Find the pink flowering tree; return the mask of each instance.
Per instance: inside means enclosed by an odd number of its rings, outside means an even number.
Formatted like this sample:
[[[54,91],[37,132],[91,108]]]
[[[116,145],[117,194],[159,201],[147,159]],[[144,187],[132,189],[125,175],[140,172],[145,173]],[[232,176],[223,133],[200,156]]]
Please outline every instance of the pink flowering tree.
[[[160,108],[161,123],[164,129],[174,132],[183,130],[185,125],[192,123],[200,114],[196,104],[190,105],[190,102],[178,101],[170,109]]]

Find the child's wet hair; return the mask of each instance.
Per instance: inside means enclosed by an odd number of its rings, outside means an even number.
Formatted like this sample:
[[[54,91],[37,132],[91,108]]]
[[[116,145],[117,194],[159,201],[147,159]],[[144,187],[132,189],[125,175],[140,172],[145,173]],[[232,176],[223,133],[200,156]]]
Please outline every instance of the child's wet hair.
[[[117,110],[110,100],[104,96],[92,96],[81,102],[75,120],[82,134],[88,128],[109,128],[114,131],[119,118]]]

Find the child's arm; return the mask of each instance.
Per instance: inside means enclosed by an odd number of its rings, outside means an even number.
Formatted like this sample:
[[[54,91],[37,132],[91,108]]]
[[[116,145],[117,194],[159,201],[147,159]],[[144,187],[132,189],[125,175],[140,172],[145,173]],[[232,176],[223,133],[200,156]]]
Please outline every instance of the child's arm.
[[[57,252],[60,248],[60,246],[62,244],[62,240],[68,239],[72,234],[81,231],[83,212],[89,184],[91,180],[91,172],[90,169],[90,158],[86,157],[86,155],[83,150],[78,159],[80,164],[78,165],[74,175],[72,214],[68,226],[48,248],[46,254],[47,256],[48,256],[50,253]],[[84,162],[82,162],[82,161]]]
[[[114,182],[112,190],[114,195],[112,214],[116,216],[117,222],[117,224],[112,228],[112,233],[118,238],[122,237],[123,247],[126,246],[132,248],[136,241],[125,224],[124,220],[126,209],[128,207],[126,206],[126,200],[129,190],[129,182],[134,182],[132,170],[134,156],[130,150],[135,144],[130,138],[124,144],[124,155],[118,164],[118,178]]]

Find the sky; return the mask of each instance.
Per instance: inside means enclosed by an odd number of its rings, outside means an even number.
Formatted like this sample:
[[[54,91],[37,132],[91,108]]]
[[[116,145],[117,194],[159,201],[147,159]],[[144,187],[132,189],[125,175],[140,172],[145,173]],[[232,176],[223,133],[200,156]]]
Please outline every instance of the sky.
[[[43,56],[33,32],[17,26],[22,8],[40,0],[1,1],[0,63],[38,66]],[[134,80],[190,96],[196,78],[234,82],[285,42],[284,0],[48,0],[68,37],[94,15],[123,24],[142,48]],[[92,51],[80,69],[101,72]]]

------------------------------------------------------------

- What to produce -
Rewrite every line of the listing above as a Markdown table with the columns Row and Line. Number the rows in order and leave out the blank lines.

- Solution to the problem -
| Row | Line |
|---|---|
| 1 | Find the pink flowering tree; return the mask of each instance. |
| 2 | Per instance: inside means enclosed by an odd number of its rings, outside means an even number. |
| 3 | Formatted like this sample: |
| 4 | [[[54,91],[37,132],[91,108]]] |
| 5 | [[[116,145],[117,194],[159,201],[147,159]],[[144,187],[132,189],[125,175],[140,172],[145,173]],[[232,176],[223,133],[200,156]]] |
| 6 | Please outline every instance of the pink flowering tree. |
| 7 | [[[160,108],[161,123],[164,129],[174,132],[183,130],[185,125],[192,123],[200,114],[196,104],[190,105],[190,102],[178,101],[170,109]]] |
| 8 | Find the child's wet hair; return the mask of each instance. |
| 9 | Per instance: inside means enclosed by an odd number of its rings, outside means an even number. |
| 10 | Formatted like this sample: |
| 11 | [[[54,91],[37,132],[91,108]]] |
| 12 | [[[116,145],[117,194],[159,201],[147,159]],[[144,187],[132,189],[125,175],[140,172],[145,173]],[[232,176],[223,133],[200,156]]] |
| 13 | Please outline every instance of the child's wet hair. |
| 14 | [[[117,110],[110,100],[104,96],[92,96],[81,102],[75,120],[82,134],[88,128],[109,128],[114,131],[119,118]]] |
| 15 | Find the child's arm; return the mask of each instance. |
| 16 | Per instance: inside means enclosed by an odd number of its rings, outside means an even number. |
| 17 | Formatted like this sample: |
| 18 | [[[54,91],[37,132],[91,108]]] |
| 19 | [[[116,145],[117,194],[159,201],[147,159]],[[144,187],[132,189],[125,175],[140,172],[145,173]],[[232,176],[223,133],[200,156]]] |
| 20 | Please outline every instance of the child's arm. |
| 21 | [[[57,252],[60,248],[60,246],[62,244],[62,240],[68,239],[72,234],[81,231],[83,212],[89,184],[91,180],[91,172],[90,169],[90,158],[86,157],[86,155],[83,150],[78,159],[80,164],[78,165],[74,175],[72,214],[68,226],[48,248],[46,254],[47,256],[48,256],[50,253]],[[84,162],[82,162],[82,161]]] |
| 22 | [[[114,182],[112,190],[114,195],[112,214],[116,216],[117,222],[117,224],[112,228],[112,233],[118,238],[122,237],[123,247],[126,246],[132,248],[136,241],[125,224],[124,220],[126,209],[128,207],[126,206],[126,200],[129,190],[129,182],[134,182],[132,170],[134,156],[130,150],[135,144],[130,138],[124,144],[124,155],[118,164],[118,178]]] |
| 23 | Find the sky; return the mask of each instance. |
| 24 | Per instance: inside means enclosed by an odd number of its rings, outside means an even number. |
| 25 | Formatted like this sample: |
| 26 | [[[54,91],[37,132],[91,108]]] |
| 27 | [[[116,145],[117,194],[159,201],[147,159]],[[144,187],[132,189],[125,175],[140,172],[145,173]],[[232,176],[223,133],[200,156]]] |
| 28 | Please outline every instance of the sky. |
| 29 | [[[43,56],[33,32],[17,26],[22,8],[40,0],[1,1],[0,63],[38,66]],[[134,80],[190,96],[196,78],[234,82],[285,42],[284,0],[48,0],[68,37],[94,15],[123,24],[142,48]],[[92,51],[80,69],[101,72]]] |